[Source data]
□ □ □
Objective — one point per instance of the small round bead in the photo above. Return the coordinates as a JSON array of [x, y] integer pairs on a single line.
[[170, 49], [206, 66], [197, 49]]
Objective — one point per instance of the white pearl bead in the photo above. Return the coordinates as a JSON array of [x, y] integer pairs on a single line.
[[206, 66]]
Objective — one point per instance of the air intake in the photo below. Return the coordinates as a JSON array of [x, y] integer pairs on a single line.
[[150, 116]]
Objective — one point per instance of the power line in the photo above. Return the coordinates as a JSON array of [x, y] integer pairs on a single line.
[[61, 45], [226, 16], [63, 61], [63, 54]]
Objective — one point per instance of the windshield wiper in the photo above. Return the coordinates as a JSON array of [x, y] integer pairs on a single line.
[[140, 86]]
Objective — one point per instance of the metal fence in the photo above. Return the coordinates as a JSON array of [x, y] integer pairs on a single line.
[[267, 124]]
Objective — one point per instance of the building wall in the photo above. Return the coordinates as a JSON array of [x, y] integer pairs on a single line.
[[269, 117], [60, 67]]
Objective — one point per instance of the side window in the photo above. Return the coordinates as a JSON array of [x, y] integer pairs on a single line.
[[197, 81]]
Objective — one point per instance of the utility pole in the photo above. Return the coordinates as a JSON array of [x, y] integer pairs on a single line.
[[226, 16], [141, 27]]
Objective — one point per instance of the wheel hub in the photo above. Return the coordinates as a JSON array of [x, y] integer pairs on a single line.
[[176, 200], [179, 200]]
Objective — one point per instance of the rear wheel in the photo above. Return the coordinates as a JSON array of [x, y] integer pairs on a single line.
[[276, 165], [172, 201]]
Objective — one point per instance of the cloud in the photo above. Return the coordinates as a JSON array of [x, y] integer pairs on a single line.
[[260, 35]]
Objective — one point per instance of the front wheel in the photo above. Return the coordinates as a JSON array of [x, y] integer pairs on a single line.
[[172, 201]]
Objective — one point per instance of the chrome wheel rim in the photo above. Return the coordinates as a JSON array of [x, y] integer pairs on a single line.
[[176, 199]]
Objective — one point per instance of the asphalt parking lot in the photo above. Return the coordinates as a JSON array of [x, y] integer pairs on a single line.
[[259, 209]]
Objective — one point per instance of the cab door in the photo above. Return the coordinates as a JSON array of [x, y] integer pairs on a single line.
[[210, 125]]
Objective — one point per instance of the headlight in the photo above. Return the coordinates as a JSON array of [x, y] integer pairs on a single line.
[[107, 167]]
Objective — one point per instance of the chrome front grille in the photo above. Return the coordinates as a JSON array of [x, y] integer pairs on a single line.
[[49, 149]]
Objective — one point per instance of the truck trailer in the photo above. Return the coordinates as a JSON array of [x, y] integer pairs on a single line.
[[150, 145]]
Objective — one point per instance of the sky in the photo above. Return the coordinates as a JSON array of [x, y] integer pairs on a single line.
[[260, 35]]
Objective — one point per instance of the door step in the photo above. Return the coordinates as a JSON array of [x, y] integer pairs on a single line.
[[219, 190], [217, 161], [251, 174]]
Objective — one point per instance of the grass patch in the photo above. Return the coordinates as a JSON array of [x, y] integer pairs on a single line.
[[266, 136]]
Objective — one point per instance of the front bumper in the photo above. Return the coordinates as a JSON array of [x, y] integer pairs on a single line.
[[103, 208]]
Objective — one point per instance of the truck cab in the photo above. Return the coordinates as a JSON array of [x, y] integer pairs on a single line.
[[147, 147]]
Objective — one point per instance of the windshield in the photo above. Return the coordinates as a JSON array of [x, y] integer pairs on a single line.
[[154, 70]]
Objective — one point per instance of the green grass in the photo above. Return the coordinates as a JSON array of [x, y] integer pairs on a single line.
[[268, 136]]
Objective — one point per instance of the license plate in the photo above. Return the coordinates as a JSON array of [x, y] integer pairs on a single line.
□ □ □
_Your objective_
Rewrite the items as a numbered list with blank lines dropped, starting at the line containing "Objective — one point per instance of the door" and ending at the line containing "[[268, 136]]", both lines included.

_Solution to this problem_
1. Objective — one point per instance of the door step in the photo above. Return the coordinates as a JSON array of [x, y] integer pairs on a single line.
2. [[219, 190], [217, 161], [251, 174]]
3. Objective — one point per instance of the grass patch in the photo above. Return the coordinates as a JSON array of [x, y] integer pairs on a single line.
4. [[266, 136]]
5. Objective — one point per instance of the front bumper in the photo above. Return the coordinates as a JSON array of [x, y] integer pairs on a single line.
6. [[103, 208]]
7. Objective — one point per instance of the truck cab in the photo above. Return the coordinates as a JSON array of [x, y] integer pairs on a single line.
8. [[147, 147]]
9. Objective — one point per instance of the windshield in the photo above. Return the coordinates as a JSON array of [x, y] integer pairs on a single line.
10. [[154, 70]]
11. Objective — one point per instance of the green grass in the photo above. Return the coordinates as a JSON array of [x, y] integer pairs on a single line.
12. [[268, 136]]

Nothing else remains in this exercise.